- [Work instruction]
Every entry has to be output exactly, with none skipped.
= = = =
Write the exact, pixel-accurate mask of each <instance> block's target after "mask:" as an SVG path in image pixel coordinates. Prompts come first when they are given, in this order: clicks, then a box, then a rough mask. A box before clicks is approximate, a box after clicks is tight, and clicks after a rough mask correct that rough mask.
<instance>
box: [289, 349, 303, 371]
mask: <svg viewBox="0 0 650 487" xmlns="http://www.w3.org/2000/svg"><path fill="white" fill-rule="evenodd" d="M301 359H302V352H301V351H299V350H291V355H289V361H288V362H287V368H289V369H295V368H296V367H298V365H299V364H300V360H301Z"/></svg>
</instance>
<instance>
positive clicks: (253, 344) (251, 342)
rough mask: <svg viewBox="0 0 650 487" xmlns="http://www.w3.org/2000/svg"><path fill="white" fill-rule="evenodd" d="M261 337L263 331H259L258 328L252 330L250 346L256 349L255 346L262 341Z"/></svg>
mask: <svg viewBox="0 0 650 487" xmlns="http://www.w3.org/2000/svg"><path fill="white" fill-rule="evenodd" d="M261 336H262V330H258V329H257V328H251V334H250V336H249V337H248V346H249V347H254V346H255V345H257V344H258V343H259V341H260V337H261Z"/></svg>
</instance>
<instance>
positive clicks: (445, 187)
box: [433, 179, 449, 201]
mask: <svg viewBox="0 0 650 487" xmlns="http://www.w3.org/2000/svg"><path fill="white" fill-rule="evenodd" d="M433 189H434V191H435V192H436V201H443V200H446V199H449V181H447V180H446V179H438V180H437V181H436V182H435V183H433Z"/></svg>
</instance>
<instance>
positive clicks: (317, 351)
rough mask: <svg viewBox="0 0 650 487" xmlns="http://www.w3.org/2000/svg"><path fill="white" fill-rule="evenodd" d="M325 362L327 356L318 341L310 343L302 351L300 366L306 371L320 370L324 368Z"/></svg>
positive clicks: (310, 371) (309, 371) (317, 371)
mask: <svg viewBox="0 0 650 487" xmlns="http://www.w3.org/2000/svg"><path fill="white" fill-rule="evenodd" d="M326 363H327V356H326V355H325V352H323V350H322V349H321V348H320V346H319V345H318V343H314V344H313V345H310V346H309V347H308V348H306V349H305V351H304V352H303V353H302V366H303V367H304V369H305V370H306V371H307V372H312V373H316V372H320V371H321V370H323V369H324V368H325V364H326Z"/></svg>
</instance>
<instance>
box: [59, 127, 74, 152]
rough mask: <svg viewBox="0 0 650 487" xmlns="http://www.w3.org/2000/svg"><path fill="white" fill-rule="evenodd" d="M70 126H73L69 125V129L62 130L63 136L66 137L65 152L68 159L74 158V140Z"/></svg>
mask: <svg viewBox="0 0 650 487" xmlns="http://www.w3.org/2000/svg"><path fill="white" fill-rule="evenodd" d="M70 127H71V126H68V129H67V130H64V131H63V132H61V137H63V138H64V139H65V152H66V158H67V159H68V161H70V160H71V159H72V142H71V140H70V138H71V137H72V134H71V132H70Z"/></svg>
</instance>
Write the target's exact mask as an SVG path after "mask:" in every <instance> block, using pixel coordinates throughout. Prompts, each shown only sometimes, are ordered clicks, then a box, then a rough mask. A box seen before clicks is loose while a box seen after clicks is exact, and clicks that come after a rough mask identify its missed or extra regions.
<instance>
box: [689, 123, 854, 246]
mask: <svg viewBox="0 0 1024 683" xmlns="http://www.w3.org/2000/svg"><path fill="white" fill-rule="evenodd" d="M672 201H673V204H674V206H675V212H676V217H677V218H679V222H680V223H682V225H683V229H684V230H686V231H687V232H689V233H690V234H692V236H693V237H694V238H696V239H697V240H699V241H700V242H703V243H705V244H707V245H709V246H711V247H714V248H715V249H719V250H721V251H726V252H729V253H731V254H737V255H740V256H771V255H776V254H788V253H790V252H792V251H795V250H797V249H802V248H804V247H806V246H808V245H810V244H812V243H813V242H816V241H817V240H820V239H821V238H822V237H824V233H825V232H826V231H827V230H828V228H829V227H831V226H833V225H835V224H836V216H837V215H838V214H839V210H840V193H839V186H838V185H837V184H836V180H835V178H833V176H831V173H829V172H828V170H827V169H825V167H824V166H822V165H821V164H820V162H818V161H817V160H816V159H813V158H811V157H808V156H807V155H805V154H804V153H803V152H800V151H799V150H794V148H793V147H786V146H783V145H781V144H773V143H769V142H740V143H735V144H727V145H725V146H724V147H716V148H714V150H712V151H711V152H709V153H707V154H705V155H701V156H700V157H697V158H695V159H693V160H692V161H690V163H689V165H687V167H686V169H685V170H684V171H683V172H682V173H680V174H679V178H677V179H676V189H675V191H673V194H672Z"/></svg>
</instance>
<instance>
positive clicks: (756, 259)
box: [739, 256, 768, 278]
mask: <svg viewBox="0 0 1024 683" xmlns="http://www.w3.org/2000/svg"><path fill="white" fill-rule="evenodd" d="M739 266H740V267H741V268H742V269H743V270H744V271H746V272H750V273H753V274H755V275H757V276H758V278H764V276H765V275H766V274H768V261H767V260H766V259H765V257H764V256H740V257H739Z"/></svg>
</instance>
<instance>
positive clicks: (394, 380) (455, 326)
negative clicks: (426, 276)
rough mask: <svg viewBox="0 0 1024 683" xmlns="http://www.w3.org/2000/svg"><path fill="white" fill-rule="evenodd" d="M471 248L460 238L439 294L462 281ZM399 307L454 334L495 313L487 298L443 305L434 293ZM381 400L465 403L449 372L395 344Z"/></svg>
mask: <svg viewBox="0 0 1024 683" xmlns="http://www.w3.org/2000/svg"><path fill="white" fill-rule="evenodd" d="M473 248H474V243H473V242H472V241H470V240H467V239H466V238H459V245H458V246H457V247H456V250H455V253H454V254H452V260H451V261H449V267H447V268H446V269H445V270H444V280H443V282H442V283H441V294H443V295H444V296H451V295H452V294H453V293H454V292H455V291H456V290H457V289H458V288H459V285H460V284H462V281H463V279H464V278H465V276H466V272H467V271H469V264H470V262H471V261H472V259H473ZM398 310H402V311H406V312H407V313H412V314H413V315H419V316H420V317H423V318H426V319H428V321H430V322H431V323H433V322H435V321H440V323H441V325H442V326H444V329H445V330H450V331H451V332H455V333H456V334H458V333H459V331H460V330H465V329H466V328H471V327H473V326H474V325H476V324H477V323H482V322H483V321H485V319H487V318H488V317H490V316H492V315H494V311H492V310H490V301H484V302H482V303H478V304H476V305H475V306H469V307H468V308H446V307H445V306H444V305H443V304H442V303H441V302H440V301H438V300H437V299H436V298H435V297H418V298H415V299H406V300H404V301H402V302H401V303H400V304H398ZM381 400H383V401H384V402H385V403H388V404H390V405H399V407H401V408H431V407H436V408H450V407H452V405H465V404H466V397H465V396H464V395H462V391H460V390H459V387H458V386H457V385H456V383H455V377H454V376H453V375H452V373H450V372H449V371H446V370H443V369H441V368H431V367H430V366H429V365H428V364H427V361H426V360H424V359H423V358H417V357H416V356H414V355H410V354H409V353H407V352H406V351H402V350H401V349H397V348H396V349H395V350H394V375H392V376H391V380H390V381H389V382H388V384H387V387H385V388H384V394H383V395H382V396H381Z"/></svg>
= = = =
- [Reply]
Write the exact, pixel-accurate mask of each <instance> block's target after "mask:" as an SVG path in image pixel coordinates. Prompts come first when they are given, in this order: clicks, then a box, then a rough mask. A box before clicks is approximate, a box after clicks is tight, and clicks after a rough mask correct that rough mask.
<instance>
box: [289, 349, 303, 371]
mask: <svg viewBox="0 0 650 487" xmlns="http://www.w3.org/2000/svg"><path fill="white" fill-rule="evenodd" d="M301 359H302V352H301V351H299V350H291V355H289V361H288V362H287V368H289V369H295V368H296V367H298V365H299V364H300V360H301Z"/></svg>
</instance>
<instance>
positive clicks: (253, 344) (251, 342)
rough mask: <svg viewBox="0 0 650 487" xmlns="http://www.w3.org/2000/svg"><path fill="white" fill-rule="evenodd" d="M261 337L263 331H259L258 328L252 330L250 346L256 349L255 346L262 341Z"/></svg>
mask: <svg viewBox="0 0 650 487" xmlns="http://www.w3.org/2000/svg"><path fill="white" fill-rule="evenodd" d="M261 336H262V330H258V329H257V328H251V334H250V336H249V337H248V346H249V347H254V346H255V345H257V344H258V343H259V341H260V337H261Z"/></svg>
</instance>
<instance>
positive clicks: (445, 187)
box: [433, 179, 449, 201]
mask: <svg viewBox="0 0 650 487" xmlns="http://www.w3.org/2000/svg"><path fill="white" fill-rule="evenodd" d="M433 189H434V191H435V192H436V201H443V200H446V199H449V181H447V180H446V179H438V180H437V181H436V182H435V183H433Z"/></svg>
</instance>
<instance>
positive clicks: (317, 351)
rough mask: <svg viewBox="0 0 650 487" xmlns="http://www.w3.org/2000/svg"><path fill="white" fill-rule="evenodd" d="M325 362L327 356L318 341L310 343L302 351L300 366L306 371L320 370L324 368Z"/></svg>
positive clicks: (310, 371) (309, 371) (317, 371)
mask: <svg viewBox="0 0 650 487" xmlns="http://www.w3.org/2000/svg"><path fill="white" fill-rule="evenodd" d="M326 363H327V356H326V355H325V352H323V350H322V349H321V348H320V346H319V345H318V343H314V344H313V345H310V346H309V347H308V348H306V349H305V351H304V352H303V353H302V366H303V367H304V369H305V370H306V371H307V372H312V373H316V372H320V371H321V370H323V369H324V368H325V364H326Z"/></svg>
</instance>
<instance>
box: [59, 127, 74, 152]
rough mask: <svg viewBox="0 0 650 487" xmlns="http://www.w3.org/2000/svg"><path fill="white" fill-rule="evenodd" d="M70 126H73L69 125V129L62 130L63 136L66 137L65 152L68 159L74 158V140Z"/></svg>
mask: <svg viewBox="0 0 650 487" xmlns="http://www.w3.org/2000/svg"><path fill="white" fill-rule="evenodd" d="M70 127H71V126H68V129H67V130H64V131H63V132H61V137H63V138H64V139H65V152H66V158H67V159H68V161H70V160H71V159H72V142H71V140H70V138H71V137H72V134H71V132H70Z"/></svg>
</instance>
Write the target's exact mask as an SVG path after "mask:" in every <instance> block, using pixel coordinates throughout. Prompts, each shown only sometimes, are ordered clicks, then a box, then a rough mask. A box seen before clicks is loose while a box seen after clicks is exact, and clicks that come after a rough mask identify its missed or extra regions.
<instance>
box: [689, 123, 854, 246]
mask: <svg viewBox="0 0 1024 683" xmlns="http://www.w3.org/2000/svg"><path fill="white" fill-rule="evenodd" d="M672 201H673V204H674V206H675V212H676V217H677V218H679V222H680V223H682V225H683V229H684V230H686V231H687V232H689V233H690V234H692V236H693V237H694V238H696V239H697V240H699V241H700V242H703V243H705V244H707V245H709V246H711V247H714V248H715V249H719V250H721V251H726V252H729V253H731V254H737V255H740V256H771V255H776V254H788V253H790V252H792V251H795V250H797V249H802V248H804V247H806V246H808V245H810V244H812V243H813V242H816V241H817V240H820V239H821V238H822V237H824V233H825V232H826V231H827V230H828V228H829V227H831V226H833V225H835V224H836V216H837V215H838V214H839V210H840V193H839V186H838V185H837V184H836V180H835V178H833V176H831V173H829V172H828V170H827V169H825V167H824V166H822V165H821V164H820V162H818V161H817V160H816V159H813V158H811V157H808V156H807V155H805V154H804V153H803V152H800V151H799V150H794V148H793V147H786V146H783V145H781V144H773V143H769V142H740V143H735V144H727V145H725V146H724V147H716V148H714V150H712V151H711V152H709V153H707V154H705V155H701V156H700V157H697V158H695V159H693V160H692V161H690V163H689V165H687V167H686V169H685V170H684V171H683V172H682V173H680V174H679V178H677V179H676V189H675V191H673V194H672Z"/></svg>
</instance>
<instance>
positive clicks: (756, 259)
box: [739, 256, 768, 278]
mask: <svg viewBox="0 0 1024 683" xmlns="http://www.w3.org/2000/svg"><path fill="white" fill-rule="evenodd" d="M739 266H740V267H741V268H742V269H743V270H744V271H746V272H750V273H753V274H755V275H757V276H758V278H764V276H765V275H766V274H768V261H767V260H766V259H765V257H764V256H740V257H739Z"/></svg>
</instance>
<instance>
positive clicks: (394, 380) (455, 326)
negative clicks: (426, 276)
rough mask: <svg viewBox="0 0 1024 683" xmlns="http://www.w3.org/2000/svg"><path fill="white" fill-rule="evenodd" d="M471 248L460 238L439 294L462 281ZM399 307L454 334L495 313L487 298L443 305L434 293ZM381 400L465 403L449 372L395 344Z"/></svg>
mask: <svg viewBox="0 0 1024 683" xmlns="http://www.w3.org/2000/svg"><path fill="white" fill-rule="evenodd" d="M473 248H474V243H473V242H472V241H470V240H467V239H466V238H459V245H458V246H457V247H456V250H455V253H454V254H452V260H451V261H449V267H447V268H446V269H445V270H444V280H443V282H442V283H441V294H443V295H444V296H451V295H452V294H453V293H454V292H455V291H456V290H457V289H458V288H459V285H460V284H462V281H463V279H464V278H465V276H466V272H467V271H469V264H470V262H471V261H472V259H473ZM398 310H402V311H406V312H407V313H412V314H413V315H419V316H420V317H423V318H426V319H428V321H430V322H431V323H433V322H435V321H440V323H441V325H442V326H444V329H445V330H450V331H451V332H455V333H456V334H458V333H459V331H460V330H465V329H466V328H471V327H473V326H474V325H476V324H477V323H482V322H483V321H485V319H487V318H488V317H490V316H492V315H494V311H492V310H490V301H484V302H482V303H478V304H476V305H475V306H469V307H468V308H446V307H445V306H444V305H443V304H442V303H441V302H440V301H438V300H437V299H436V298H435V297H418V298H415V299H406V300H404V301H402V302H401V303H400V304H398ZM381 400H383V401H384V402H385V403H388V404H390V405H399V407H401V408H431V407H436V408H450V407H452V405H465V404H466V397H465V396H464V395H462V391H460V390H459V387H458V386H457V385H456V383H455V377H454V376H453V375H452V373H450V372H449V371H446V370H443V369H441V368H431V367H430V366H429V365H428V364H427V361H426V360H424V359H423V358H417V357H416V356H414V355H410V354H409V353H407V352H406V351H402V350H401V349H397V348H396V349H395V350H394V375H392V376H391V380H390V381H389V382H388V384H387V387H385V388H384V394H383V395H382V396H381Z"/></svg>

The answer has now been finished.